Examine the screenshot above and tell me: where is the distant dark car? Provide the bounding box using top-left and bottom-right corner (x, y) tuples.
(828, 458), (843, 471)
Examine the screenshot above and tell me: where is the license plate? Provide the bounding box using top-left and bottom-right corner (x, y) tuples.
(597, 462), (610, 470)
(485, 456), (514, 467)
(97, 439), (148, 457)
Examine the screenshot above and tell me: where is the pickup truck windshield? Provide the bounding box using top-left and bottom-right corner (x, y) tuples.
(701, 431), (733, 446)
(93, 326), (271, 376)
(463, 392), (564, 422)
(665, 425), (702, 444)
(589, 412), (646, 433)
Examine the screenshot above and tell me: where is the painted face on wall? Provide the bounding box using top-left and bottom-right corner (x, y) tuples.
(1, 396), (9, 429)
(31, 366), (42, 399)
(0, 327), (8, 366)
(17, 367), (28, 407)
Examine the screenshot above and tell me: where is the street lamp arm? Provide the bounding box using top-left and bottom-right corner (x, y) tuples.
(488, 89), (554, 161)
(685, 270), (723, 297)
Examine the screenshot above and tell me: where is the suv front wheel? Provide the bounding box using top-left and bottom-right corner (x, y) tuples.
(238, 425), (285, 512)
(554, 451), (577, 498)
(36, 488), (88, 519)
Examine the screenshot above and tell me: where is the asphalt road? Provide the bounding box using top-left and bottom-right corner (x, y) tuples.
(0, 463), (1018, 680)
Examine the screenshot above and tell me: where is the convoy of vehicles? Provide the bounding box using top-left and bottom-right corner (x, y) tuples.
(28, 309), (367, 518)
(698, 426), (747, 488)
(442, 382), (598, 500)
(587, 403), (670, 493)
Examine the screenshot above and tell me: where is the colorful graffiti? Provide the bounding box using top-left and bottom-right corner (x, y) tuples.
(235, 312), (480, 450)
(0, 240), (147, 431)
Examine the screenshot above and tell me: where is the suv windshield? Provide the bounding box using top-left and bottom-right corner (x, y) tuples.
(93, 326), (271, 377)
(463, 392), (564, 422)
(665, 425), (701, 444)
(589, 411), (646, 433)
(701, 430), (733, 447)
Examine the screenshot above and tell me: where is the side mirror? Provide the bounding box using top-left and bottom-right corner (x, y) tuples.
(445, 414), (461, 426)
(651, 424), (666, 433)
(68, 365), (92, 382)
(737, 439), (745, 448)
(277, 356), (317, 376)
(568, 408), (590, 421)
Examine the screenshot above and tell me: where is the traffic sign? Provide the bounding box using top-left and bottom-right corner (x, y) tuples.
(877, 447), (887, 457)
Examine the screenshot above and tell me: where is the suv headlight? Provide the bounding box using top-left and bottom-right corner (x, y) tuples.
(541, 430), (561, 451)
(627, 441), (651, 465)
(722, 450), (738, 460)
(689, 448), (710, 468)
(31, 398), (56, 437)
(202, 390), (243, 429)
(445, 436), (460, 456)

::::

## What the exercise asks
Copy out exactly the lines that begin at the one with "the suv headlight?" and end at the close of the material above; nothing else belongs in the answer.

## Response
Examine the screenshot above and tell me: where is the suv headlight? Provide the bounding box using top-left and bottom-right corner (x, y) tuples.
(541, 430), (561, 451)
(627, 441), (651, 465)
(722, 450), (738, 460)
(689, 448), (710, 468)
(31, 398), (56, 437)
(202, 390), (243, 429)
(445, 436), (460, 456)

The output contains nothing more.